(Pointing dataset excerpts)
____________

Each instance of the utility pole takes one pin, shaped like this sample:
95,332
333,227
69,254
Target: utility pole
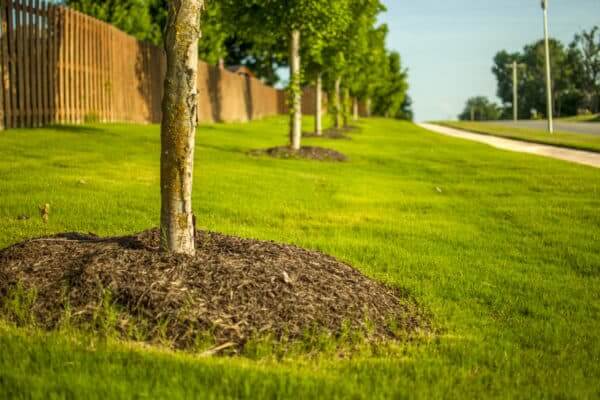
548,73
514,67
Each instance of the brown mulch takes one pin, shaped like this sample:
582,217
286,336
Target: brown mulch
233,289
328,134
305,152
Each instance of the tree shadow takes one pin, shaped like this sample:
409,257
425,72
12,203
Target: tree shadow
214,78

____________

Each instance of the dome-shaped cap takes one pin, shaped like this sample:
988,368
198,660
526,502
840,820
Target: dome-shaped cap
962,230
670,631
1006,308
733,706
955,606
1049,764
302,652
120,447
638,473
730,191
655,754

____________

### GIVEN PROBLEM
Count the lines of the listing above that contain the string "shadow". Give only the number.

### RESPONSE TO THE TASK
2